* **ENUNCIADO A**
Devolva sem nenhuma alteração o trecho do texto sobre o voto fatalista que começa nas palavras com "Assim como o" e para logo depois de "assim seriam inquestionáveis.".

* **TEXTO PARA LEITURA**
....

Caem do céu, mas não na urna |
Por definição fatalismo e determinismo podem ter entre si muitas
semelhanças, porém o determinismo se fundamenta nas causas que se situam na
esfera do humano, já o fatalismo orbita em uma esfera superior, pois, como diria
Nelson Rodrigues, está instalado confortavelmente na casa do Sobrenatural de
Almeida.
Assim como o fatalismo, que é algo irreprimível, posto que
está escrito nas estrelas, segundo asseguram os seus incontáveis adeptos, o
voto fatalista detém algumas de suas prerrogativas. O candidato X vai ser
eleito porque forças além do nosso controle e além da nossa imaginação assim o
decretaram. O problema é que, especificamente nessa eleição, os fatalistas estenderam
espectro do seu fatalismo para além das estrelas para incluir também o texto
das Sagradas Escrituras. Nostradamicamente estão fazendo cálculos baseados em
capítulos e versículos de modo que o resultado aponte para o número do seu
candidato. E não param por aí, retiram da boca dos escritores bíblicos e da
profecia argumentos que supostamente anteviriam suas convicções, e que, por
constarem nos escritos bíblicos, assim seriam inquestionáveis.
Levianamente incorrem em uma série de imprecisões. Em
primeiro lugar que a Bíblia não é um livro cabalístico. Os números nela
contidos são meramente simbólicos e não têm a capacidade de emanar de si
qualquer poder quando invocados. Para ser mais explícito, o número que nela
causa perplexidade, o 666, João do Apocalipse faz questão absoluta de dizer que
número de homem, deixando claro que até mesmo o número da misteriosa besta
transcende essa esfera. Em segundo lugar esta é uma prática que a Bíblia
abomina desde os seus primórdios. Quando o povo de Israel estava para tomar posse
da Terra Prometida uma das ordenanças mais categóricas foi essa: Quando entrares na terra que o SENHOR, teu
Deus, te der, não aprenderás a fazer conforme as abominações daqueles povos. Não
se achará entre ti quem faça passar pelo fogo o seu filho ou a sua filha, nem
adivinhador, nem prognosticador, nem agoureiro, nem feiticeiro; nem encantador,
nem necromante, nem mágico, nem quem consulte os mortos; pois todo aquele
que faz tal coisa é abominação ao Senhor. (Dt 18.9-12 ARA) Ou seja, em quais
circunstâncias a Bíblia que não permite que sequer se nomeie entre o seu povo pessoas
adeptas à prática da adivinhação, autorizaria que se fizesse em seu nome prognósticos
eleitoreiros? Convém lembrar a eleitores e elegíveis que foi justamente por
causa dessas práticas abomináveis que os povos nativos foram expulsos de suas
terras.

....

* **REGISTROS FORNECIDOS**

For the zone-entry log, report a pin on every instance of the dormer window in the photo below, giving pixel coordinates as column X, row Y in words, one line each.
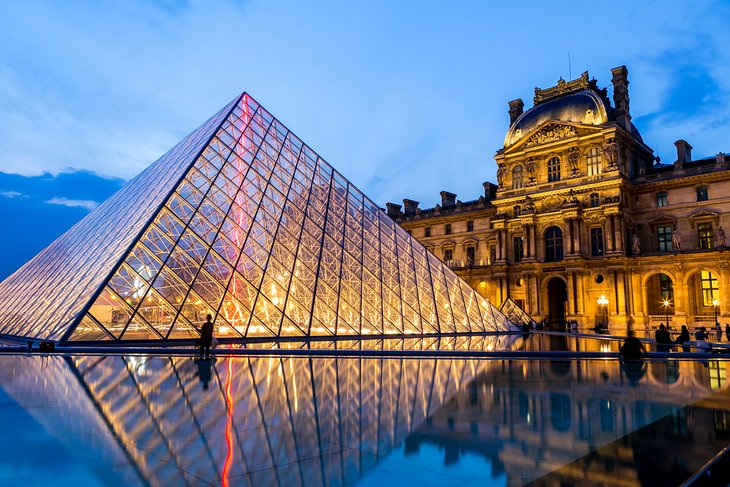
column 517, row 177
column 702, row 194
column 595, row 200
column 553, row 169
column 593, row 160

....

* **ENUNCIADO B**
Redigite fielmente todas as linhas dos registros acima, sem incluir as imagens na resposta.

* **RESPOSTA COMPLETA A**
Assim como o fatalismo, que é algo irreprimível, posto que
está escrito nas estrelas, segundo asseguram os seus incontáveis adeptos, o
voto fatalista detém algumas de suas prerrogativas. O candidato X vai ser
eleito porque forças além do nosso controle e além da nossa imaginação assim o
decretaram. O problema é que, especificamente nessa eleição, os fatalistas estenderam
espectro do seu fatalismo para além das estrelas para incluir também o texto
das Sagradas Escrituras. Nostradamicamente estão fazendo cálculos baseados em
capítulos e versículos de modo que o resultado aponte para o número do seu
candidato. E não param por aí, retiram da boca dos escritores bíblicos e da
profecia argumentos que supostamente anteviriam suas convicções, e que, por
constarem nos escritos bíblicos, assim seriam inquestionáveis.

* **RESPOSTA COMPLETA B**
For the zone-entry log, report a pin on every instance of the dormer window in the photo below, giving pixel coordinates as column X, row Y in words, one line each.
column 517, row 177
column 702, row 194
column 595, row 200
column 553, row 169
column 593, row 160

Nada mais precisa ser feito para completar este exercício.